Similar to most folks I find much to like and quite a bit to dislike in the FY 2022 budget for the state of Oklahoma.
One obvious flaw has nothing to do with the numbers but is found in the picture of the governor and three lawmakers each from the Senate and the House. No women, no Democrats and no minorities are represented so the views, opinions and backgrounds of 55% to 60% of our state’s population were not heard in the closed door negotiations, at least not the serious ones that made the big decisions.
Second, there are so many new/modified/re-modeled programs within the FY ‘22 blueprint no lawmaker, except perhaps the few who designed it, should even try to claim an understanding of the document now under presentation and then passage. In the time left for budget work that is literally impossible to accomplish.
Third, and most dangerous, the current power brokers at the Capitol have given only lip service to their once valid worry about cutting the tax base … again, only three years after raising it. Senate President Pro Tempore Greg Treat originally showed wisdom and backbone by rejecting House Speaker Charles McCall’s tax cut sop to corporations and high income earners, but bailed out overnight.
Fourth, Republicans who always express opposition to “growing government” have decided the opposite for next year, but it is built on a false bottom because of the delivery of enormous amounts of federal tax dollars that make it possible.
Fifth, as House Minority Leader Emily Virgin points out, a disproportionate percentage of discretionary education spending goes to the 7% of Oklahoma students in private schools at the expense of the 93% in our public schools.
Sixth, too many of the new dollars are not new at all. They just are backfilling where deep cuts were made over the last 10 years due to bad management during the Fallin Foolishness.
On the positive side there are several initiatives worth applauding.
- A nearly $10 million in-patient, pediatric behavioral health unit at the OU Health Sciences Center is long overdue but now soon a reality.
- Capping class size in kindergarten and early grades at no more than 20 youngsters is critical – which was the law 30 years ago with the passage of HB 1017. However, those caps were repealed under earlier anti-education regimes of Frank Keating and Mary Fallin so the restoration of them is to be applauded.
________________________
What needs to be done: Continue the commentary on Oklahoma's FY 2022 budget from its last sentence.
________________________
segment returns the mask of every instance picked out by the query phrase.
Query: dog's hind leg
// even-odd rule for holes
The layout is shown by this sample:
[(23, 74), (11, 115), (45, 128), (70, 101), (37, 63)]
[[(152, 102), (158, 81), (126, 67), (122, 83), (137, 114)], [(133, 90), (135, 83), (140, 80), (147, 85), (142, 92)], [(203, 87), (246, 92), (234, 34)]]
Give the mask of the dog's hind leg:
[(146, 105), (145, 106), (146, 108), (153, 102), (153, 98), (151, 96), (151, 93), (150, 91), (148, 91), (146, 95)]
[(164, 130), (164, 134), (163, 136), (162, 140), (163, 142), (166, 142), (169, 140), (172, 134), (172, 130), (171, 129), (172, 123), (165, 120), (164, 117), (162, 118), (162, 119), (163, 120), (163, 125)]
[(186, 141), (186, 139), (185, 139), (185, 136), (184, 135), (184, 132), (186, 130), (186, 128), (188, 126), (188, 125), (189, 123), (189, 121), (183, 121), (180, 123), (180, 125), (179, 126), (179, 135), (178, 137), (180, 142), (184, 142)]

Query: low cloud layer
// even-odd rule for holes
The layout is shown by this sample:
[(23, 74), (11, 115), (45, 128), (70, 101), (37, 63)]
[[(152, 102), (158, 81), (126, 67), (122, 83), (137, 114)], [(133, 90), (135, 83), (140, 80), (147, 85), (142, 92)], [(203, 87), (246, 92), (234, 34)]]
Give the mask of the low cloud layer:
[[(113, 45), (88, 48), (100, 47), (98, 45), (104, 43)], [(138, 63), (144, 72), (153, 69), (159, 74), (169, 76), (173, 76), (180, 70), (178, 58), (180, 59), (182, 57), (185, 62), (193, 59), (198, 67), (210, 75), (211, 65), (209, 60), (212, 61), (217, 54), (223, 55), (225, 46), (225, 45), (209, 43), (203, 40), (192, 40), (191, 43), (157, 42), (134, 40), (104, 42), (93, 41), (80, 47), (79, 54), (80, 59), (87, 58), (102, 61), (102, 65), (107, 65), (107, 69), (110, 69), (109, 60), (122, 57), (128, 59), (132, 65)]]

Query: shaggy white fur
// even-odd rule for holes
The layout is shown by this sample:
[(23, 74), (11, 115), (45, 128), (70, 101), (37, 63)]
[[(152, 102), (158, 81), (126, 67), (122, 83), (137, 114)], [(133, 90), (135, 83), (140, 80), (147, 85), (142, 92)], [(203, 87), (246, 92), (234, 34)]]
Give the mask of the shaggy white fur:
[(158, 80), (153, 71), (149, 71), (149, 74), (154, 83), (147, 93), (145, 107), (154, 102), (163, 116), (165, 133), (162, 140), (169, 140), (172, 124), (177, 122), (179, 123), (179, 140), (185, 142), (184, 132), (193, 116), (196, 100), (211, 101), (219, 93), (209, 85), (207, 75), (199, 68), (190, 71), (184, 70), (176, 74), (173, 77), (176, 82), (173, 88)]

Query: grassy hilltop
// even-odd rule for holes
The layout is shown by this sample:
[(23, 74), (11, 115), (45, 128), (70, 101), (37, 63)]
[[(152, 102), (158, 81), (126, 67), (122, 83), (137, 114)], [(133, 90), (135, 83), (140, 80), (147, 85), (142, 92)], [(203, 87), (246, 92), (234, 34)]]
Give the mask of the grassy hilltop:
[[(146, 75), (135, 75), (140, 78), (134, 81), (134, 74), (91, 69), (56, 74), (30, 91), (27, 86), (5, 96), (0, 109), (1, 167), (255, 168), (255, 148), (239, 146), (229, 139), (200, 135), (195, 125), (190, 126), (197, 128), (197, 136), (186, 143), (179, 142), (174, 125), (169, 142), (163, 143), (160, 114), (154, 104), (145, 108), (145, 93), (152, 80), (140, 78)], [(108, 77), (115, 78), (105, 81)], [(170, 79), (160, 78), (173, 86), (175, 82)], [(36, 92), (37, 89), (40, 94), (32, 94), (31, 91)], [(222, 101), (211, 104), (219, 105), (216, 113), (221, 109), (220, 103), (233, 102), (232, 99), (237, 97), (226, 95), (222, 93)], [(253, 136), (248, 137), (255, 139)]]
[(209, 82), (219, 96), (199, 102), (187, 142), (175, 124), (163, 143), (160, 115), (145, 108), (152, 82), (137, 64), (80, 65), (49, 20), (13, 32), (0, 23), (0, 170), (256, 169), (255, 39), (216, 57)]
________________________
Answer space:
- The Earned Income Tax Credit [EITC] has been re-instated after a multiple year hiatus. This will benefit our lowest income earners.
- More money [about $10.4 million] for endowed chairs is an unexpected investment from Republican lawmakers, as well as additional money [$42.5 million] for broadband – McCall’s signature issue – maintenance upgrades at regional colleges and universities, emphasis on STEM degrees and other forward leaning and looking initiatives that are long overdue. However, these dollops of cash pale in comparison to the need and are only being made, again, due to the federal infusion of large dollars from DC so may I beg of our Republican leaders: quick bitching about money from Congress. You take it … you spend it … so quit whining about it.
To wrap up let’s give this budget a B-. It could have been an A if Stitt’s endless demand to keep nearly $1 billion in the Rainy Day Fund had been rejected and here’s why: In the private sector reserve funds are presumed adequate when they meet about 3%-5% of the average annual expenditures of that firm. Stitt should know that. However, with the RDF at an excessive $1 billion, that equals to about a 12-14% safety net, reserve fund, whatever you want to call it in state government when it could be better invested in health, education, public safety and infrastructure. Only when that is done will the governor’s admired goal of getting Oklahoma into Top 10 categories ever be accomplished. Otherwise, they will always remain goals, not facts of life in our historically poor state.